**What is needed**
Transcribe the listing below verbatim, line for line, keeping every character, bracket, and space unchanged.
*** Records for this task
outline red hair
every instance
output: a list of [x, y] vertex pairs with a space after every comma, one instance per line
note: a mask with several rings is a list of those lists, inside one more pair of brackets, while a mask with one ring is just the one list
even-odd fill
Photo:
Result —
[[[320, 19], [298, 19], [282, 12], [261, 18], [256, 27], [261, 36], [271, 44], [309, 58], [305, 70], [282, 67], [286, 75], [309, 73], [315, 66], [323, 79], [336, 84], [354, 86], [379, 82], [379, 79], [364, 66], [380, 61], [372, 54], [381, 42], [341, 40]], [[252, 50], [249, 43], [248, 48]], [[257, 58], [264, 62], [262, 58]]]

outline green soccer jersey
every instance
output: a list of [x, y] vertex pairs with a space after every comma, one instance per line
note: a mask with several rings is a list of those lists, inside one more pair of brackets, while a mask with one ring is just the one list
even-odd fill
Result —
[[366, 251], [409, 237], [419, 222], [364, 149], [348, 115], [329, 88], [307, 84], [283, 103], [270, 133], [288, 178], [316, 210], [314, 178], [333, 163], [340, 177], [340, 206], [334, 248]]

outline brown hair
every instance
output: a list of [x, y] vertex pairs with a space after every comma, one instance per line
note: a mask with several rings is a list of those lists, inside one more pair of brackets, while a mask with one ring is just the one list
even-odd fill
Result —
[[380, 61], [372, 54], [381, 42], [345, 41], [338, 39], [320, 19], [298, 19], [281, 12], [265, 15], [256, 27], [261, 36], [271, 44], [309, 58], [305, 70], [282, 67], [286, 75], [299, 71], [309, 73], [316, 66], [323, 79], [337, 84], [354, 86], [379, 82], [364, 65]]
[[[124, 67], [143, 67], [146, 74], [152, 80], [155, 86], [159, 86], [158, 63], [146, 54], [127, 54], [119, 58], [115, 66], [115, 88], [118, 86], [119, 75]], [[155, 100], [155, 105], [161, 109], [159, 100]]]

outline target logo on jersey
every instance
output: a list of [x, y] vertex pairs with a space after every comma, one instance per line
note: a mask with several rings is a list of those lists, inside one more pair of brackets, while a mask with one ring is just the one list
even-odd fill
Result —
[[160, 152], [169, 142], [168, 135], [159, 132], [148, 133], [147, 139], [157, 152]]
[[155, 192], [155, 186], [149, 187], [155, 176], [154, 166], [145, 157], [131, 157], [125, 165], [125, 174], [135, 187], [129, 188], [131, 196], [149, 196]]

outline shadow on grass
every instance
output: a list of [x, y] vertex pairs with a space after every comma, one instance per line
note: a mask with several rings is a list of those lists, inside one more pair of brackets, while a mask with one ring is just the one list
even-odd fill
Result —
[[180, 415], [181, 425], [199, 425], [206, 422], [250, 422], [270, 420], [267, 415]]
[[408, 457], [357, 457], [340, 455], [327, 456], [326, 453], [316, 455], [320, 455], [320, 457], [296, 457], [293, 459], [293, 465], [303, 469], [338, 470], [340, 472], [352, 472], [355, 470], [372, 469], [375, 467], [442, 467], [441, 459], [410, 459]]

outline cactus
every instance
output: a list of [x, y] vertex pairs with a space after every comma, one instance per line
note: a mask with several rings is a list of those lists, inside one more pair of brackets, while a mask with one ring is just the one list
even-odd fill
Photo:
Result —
******
**Output of the exercise**
outline red hair
every instance
output: a list of [x, y] vertex pairs with a space after every comma, one instance per line
note: a mask with several rings is a list of those lists, inside one more pair of brackets, while a mask with one ring is just the one list
even-odd fill
Photo:
Result —
[[[320, 19], [298, 19], [282, 12], [261, 18], [256, 27], [261, 36], [271, 44], [309, 58], [305, 70], [282, 67], [286, 75], [309, 73], [315, 66], [323, 79], [336, 84], [354, 86], [379, 82], [379, 79], [364, 66], [380, 61], [372, 54], [381, 42], [341, 40]], [[252, 50], [249, 43], [248, 48]], [[257, 58], [264, 62], [262, 58]]]

outline green soccer jersey
every instance
output: a list of [x, y] vertex pairs with a space after every comma, one instance per line
note: a mask with several rings is a list of those lists, inside one more pair of brackets, while a mask with one ring is just the one list
even-odd fill
Result —
[[366, 251], [409, 237], [419, 222], [364, 149], [348, 115], [329, 88], [307, 84], [283, 103], [270, 133], [288, 178], [316, 210], [314, 178], [333, 163], [340, 177], [340, 206], [334, 248]]

outline brown hair
every instance
output: a list of [x, y] vertex pairs with a space after every comma, one instance per line
note: a mask with several rings is a list of those lists, inside one more pair of brackets, while a mask with one ring is just the one list
even-odd fill
Result —
[[380, 61], [372, 54], [381, 42], [345, 41], [338, 39], [320, 19], [298, 19], [281, 12], [265, 15], [256, 27], [261, 36], [271, 44], [309, 58], [305, 70], [282, 67], [286, 75], [299, 71], [309, 73], [316, 66], [323, 79], [337, 84], [354, 86], [379, 82], [364, 65]]
[[[124, 67], [143, 67], [146, 74], [152, 80], [155, 86], [159, 86], [158, 63], [146, 54], [127, 54], [119, 58], [115, 66], [115, 88], [118, 86], [119, 75]], [[155, 100], [155, 105], [161, 109], [159, 100]]]

outline target logo on jersey
every instance
output: a list of [x, y] vertex pairs with a space after every comma, one instance per line
note: a mask with several rings is a list of those lists, inside one more pair of brackets, while a mask with one ring is just the one list
even-odd fill
Result —
[[160, 152], [169, 142], [168, 135], [159, 132], [148, 133], [147, 139], [157, 152]]
[[155, 192], [155, 186], [149, 187], [155, 176], [154, 166], [145, 157], [131, 157], [125, 165], [125, 174], [135, 187], [129, 188], [131, 196], [149, 196]]

outline shadow on grass
every instance
output: a list of [x, y] vertex pairs with a space after every comma, one instance per line
note: a mask with several rings is a list of those lists, inside one more pair of brackets, while a mask with one ring is just the one list
even-odd fill
Result —
[[180, 415], [181, 425], [199, 425], [206, 422], [250, 422], [270, 420], [267, 415]]
[[408, 457], [357, 457], [340, 455], [327, 456], [326, 453], [316, 455], [320, 455], [320, 457], [296, 457], [293, 459], [293, 465], [303, 469], [338, 470], [340, 472], [352, 472], [355, 470], [372, 469], [375, 467], [442, 467], [441, 459], [410, 459]]

outline cactus
every instance
output: a list of [x, y] vertex pairs with a space after every comma, one instance per line
note: a mask with several rings is a list of those lists, inside one more pair of brackets, while a mask with one ring is just the one list
even-odd fill
Photo:
Result —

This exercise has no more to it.